>> Begin Dataset rows

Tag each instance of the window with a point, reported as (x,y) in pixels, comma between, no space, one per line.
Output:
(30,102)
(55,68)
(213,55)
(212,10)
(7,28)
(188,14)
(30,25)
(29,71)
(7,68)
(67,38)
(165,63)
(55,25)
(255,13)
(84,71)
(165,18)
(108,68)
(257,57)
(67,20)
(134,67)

>> End Dataset rows

# Given task
Reproduce all of the entries above word for word, line for line, changing nothing and adding nothing.

# Complete output
Tag each instance of the window with a point, reported as (x,y) in pixels, comma between, no space, one per line.
Output:
(30,102)
(55,68)
(213,55)
(212,10)
(7,28)
(188,14)
(30,25)
(29,71)
(7,68)
(67,38)
(165,63)
(55,25)
(255,13)
(84,71)
(165,18)
(108,68)
(257,57)
(67,20)
(134,67)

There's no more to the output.